◆ **Objective 1**
Can you rewrite the records from the line with "I would be grateful for your help with the house" up to and including the line with "point(181, 156)", swapping "house roof" for "cottage roof" and leaving everything else the same?

++++ Source extract ++++

But normal summer days I spend sometimes kayaking (cant wait!) and swimming and hiking and biking and fishing and practice my archery, etc....


----------



## maxpayne_lhp (Jan 19, 2005)

Sounds fun! I have on more year to go. If I can go to the US next year, then nothing to say. But if I can't uh oh! next year's gonna be full of tears and blood. Every student of 12th grade here studies more than 15 hours a day! :S


----------



## fish_doc (Jan 31, 2005)

You can come to the states and clean my aquariums for me. LOL


----------



## maxpayne_lhp (Jan 19, 2005)

Ha ha, how much I'll get  jk
Ha ha, I will not be allowed to work. But if it's small stuff like baby sitting or lawn removing or yay! aquarium cleaning... it should be okay!


----------



## Lexus (Jan 19, 2005)

You only have one month off for summer? and you study 15 hours a day... um wow!


----------



## maxpayne_lhp (Jan 19, 2005)

Well, 1 month and then the school should summon us back (only for last grade students) And on our last year here in this school, we must study at least 12 to make sure that we can gain entrance to university. Most of the students of my school REALLY want to go to the university. The other left will go abroad


----------



## fish_doc (Jan 31, 2005)

> The other left will go abroad


 Whats wrong with that Other than costing more? OK I see your point.

++++ Dataset ++++

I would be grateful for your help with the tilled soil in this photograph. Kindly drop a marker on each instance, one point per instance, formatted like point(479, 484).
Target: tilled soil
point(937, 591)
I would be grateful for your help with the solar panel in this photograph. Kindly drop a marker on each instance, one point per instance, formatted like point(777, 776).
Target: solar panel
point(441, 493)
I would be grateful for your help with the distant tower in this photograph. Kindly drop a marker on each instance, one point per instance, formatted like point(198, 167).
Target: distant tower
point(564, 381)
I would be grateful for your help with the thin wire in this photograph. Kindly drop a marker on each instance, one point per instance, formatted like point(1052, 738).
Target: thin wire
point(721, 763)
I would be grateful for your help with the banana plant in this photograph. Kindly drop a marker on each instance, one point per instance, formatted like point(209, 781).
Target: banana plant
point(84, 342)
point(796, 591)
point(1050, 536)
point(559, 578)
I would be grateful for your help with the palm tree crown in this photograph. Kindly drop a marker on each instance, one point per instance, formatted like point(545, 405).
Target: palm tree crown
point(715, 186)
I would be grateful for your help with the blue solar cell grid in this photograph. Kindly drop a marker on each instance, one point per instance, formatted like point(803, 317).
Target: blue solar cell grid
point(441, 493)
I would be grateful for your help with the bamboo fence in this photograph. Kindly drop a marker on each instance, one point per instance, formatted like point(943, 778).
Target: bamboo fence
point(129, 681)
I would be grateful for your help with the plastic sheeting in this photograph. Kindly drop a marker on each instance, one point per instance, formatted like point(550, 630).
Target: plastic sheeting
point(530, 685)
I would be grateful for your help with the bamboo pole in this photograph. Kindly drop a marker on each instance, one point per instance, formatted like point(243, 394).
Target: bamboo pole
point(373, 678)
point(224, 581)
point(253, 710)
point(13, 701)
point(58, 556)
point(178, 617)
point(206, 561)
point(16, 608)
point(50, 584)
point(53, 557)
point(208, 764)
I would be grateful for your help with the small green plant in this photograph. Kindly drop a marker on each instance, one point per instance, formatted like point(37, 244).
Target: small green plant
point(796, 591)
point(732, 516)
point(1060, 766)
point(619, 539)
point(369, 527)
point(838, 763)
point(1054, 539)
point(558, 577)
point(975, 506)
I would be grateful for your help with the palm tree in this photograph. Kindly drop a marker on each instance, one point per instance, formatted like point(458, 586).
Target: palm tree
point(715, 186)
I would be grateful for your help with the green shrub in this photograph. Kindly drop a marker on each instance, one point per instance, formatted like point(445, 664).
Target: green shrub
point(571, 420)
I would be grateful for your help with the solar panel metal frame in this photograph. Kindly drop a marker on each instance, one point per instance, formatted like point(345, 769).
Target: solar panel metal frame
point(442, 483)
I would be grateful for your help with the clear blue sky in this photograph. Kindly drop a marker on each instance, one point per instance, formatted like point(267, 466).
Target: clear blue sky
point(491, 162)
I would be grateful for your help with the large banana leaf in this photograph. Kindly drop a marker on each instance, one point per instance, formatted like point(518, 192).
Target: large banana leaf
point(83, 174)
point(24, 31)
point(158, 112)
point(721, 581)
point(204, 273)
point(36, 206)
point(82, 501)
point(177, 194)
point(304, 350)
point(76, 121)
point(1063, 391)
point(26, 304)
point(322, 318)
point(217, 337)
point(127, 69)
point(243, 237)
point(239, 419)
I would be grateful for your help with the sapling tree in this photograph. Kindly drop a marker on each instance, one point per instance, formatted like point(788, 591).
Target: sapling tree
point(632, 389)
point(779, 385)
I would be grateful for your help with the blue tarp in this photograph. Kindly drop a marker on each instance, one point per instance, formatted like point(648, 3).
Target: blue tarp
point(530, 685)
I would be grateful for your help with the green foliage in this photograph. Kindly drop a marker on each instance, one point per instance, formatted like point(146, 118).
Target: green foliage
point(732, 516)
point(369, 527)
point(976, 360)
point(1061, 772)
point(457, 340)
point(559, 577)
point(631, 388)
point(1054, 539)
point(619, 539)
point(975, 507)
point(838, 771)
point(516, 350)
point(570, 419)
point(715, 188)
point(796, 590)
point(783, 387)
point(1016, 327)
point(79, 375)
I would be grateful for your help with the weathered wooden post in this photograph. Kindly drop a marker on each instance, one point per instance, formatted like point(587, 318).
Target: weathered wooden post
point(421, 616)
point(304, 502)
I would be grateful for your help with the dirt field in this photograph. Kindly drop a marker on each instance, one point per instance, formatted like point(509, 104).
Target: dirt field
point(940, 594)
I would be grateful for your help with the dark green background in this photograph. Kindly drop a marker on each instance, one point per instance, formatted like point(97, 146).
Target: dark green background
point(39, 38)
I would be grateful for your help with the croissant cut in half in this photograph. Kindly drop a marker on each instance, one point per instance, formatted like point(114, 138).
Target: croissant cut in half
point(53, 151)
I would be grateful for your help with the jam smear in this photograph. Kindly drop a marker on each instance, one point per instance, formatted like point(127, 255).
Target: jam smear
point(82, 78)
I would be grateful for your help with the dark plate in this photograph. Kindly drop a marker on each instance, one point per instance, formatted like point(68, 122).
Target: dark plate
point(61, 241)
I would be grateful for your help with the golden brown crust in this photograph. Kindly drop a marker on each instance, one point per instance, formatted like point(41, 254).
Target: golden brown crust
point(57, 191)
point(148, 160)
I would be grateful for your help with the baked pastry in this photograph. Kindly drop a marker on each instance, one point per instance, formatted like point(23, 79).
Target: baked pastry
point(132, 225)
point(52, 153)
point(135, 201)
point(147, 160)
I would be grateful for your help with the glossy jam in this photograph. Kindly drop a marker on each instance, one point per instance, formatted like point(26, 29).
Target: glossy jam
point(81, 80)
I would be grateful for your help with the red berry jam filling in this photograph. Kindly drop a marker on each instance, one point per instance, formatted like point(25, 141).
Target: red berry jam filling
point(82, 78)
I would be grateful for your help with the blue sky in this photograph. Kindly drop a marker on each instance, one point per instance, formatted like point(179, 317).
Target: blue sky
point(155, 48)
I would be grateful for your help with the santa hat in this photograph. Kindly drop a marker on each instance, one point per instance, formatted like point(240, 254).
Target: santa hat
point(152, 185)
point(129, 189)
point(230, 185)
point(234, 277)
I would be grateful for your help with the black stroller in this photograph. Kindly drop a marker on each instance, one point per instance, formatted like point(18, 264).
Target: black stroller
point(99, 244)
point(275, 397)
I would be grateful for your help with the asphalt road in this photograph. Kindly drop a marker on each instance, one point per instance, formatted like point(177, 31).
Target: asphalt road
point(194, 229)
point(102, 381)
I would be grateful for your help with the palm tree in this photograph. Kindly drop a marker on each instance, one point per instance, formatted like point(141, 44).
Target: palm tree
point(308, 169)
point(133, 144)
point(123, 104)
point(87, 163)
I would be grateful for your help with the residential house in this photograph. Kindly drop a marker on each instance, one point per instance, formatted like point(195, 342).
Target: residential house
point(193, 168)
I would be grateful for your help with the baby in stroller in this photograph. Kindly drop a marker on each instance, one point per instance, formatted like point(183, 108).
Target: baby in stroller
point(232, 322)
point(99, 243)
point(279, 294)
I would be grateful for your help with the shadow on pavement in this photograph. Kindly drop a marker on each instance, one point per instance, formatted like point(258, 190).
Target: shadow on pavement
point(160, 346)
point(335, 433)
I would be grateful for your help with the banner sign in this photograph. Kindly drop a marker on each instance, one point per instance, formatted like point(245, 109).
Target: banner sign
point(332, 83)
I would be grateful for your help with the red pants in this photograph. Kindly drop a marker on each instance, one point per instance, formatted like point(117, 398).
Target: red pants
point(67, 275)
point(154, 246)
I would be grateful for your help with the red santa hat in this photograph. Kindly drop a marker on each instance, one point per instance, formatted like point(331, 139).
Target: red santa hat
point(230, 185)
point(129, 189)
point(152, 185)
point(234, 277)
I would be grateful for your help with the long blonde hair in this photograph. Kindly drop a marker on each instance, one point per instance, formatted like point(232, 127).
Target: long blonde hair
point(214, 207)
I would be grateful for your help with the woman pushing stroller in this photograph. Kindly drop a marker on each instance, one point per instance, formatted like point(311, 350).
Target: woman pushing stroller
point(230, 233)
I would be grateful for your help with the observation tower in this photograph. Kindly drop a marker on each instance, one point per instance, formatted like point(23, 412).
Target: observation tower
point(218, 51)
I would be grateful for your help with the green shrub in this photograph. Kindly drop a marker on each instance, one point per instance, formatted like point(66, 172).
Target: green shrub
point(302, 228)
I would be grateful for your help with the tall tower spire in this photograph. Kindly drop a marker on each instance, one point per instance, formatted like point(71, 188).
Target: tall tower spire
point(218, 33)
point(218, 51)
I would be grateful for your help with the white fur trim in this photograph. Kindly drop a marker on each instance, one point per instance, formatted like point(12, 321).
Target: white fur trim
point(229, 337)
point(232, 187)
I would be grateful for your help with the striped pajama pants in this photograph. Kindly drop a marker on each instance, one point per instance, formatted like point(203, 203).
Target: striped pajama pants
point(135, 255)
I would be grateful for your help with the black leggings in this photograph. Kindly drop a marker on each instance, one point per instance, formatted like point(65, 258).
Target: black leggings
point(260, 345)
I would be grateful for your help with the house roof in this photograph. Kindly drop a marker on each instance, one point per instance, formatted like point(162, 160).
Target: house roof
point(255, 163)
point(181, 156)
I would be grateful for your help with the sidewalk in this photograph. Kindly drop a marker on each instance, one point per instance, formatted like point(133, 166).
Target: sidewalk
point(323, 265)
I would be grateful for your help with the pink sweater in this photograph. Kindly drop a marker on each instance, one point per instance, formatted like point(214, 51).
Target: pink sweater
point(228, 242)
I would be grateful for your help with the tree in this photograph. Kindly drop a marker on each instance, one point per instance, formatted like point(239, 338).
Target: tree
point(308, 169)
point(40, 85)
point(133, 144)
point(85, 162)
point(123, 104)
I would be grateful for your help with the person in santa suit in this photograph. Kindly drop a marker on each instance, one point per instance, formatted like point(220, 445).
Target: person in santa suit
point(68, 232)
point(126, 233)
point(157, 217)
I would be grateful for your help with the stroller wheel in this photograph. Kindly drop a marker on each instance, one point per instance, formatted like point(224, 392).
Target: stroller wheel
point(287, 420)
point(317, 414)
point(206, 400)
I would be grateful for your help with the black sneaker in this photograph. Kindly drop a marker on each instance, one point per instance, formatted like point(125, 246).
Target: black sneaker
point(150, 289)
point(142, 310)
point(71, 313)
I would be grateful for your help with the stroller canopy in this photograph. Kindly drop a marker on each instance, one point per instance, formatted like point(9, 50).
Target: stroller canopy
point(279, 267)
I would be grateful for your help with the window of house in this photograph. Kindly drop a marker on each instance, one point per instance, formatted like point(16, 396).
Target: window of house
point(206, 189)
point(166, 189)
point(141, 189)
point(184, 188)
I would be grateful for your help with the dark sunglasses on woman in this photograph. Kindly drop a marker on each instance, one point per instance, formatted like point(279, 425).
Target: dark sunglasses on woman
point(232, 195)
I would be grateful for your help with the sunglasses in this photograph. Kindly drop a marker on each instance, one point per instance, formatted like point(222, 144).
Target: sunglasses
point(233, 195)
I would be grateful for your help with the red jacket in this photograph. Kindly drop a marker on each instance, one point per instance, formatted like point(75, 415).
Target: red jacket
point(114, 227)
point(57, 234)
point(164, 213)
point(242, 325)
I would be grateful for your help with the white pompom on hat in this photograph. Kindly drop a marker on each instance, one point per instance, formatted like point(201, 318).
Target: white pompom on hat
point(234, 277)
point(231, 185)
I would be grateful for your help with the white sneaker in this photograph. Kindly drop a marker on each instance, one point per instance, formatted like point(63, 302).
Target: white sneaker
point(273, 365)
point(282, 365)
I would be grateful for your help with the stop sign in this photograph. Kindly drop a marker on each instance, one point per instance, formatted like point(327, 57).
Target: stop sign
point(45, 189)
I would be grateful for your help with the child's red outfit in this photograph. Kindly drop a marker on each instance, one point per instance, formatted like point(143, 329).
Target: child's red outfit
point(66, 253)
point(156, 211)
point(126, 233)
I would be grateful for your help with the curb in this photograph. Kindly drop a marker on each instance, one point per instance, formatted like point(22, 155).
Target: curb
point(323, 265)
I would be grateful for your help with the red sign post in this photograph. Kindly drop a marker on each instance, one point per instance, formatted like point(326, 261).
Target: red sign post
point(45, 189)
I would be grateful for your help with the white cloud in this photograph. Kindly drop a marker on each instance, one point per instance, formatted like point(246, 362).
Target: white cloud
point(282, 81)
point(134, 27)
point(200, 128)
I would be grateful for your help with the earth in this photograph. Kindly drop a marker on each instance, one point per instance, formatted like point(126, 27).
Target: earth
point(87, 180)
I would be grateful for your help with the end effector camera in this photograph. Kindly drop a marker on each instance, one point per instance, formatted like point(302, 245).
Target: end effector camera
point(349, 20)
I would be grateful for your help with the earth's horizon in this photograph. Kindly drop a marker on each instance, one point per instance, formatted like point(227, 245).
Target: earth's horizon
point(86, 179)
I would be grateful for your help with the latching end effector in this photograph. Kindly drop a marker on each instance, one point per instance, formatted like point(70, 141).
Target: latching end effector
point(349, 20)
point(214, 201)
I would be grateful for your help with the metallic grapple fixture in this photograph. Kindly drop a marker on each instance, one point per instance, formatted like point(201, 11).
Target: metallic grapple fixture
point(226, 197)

++++

◆ **Objective 2**
Can you continue the forum thread about summer vacation and final-year school study from the point where it stops?

◆ **Output 1**
I would be grateful for your help with the cottage roof in this photograph. Kindly drop a marker on each instance, one point per instance, formatted like point(162, 160).
Target: cottage roof
point(255, 163)
point(181, 156)

◆ **Output 2**
Sometimes I wish they werent so easy to get into here. Because of what you just said. Many kids stay lazy all the way through school knowing they still wont have a problem finding a college or university that will take them. Then when they get a job they dont understand what real work is and get frustrated when asked to do some. (Sorry, just my observation from the job I currently have)


----------



## maxpayne_lhp (Jan 19, 2005)

In fact, to many Vietnamese who have just gone to the US as well as European countries, the local education "boosted" them and helped them develope! Vietnamese education is good somehow, but it's sometimes (or most of the time) too harsh and imppractical. Also, boredom is something exists here. You'll follow a program without any preference you can make throughout 12 years! Then when it's "university" time, you have a right to choose! 
One more thing, MOST of the students who are graduated from the university DO NOT have a job! 
So, going and studying abroad opens up many wishes and opportunity for one's future. What you'll get thereafter in VN is, a good job!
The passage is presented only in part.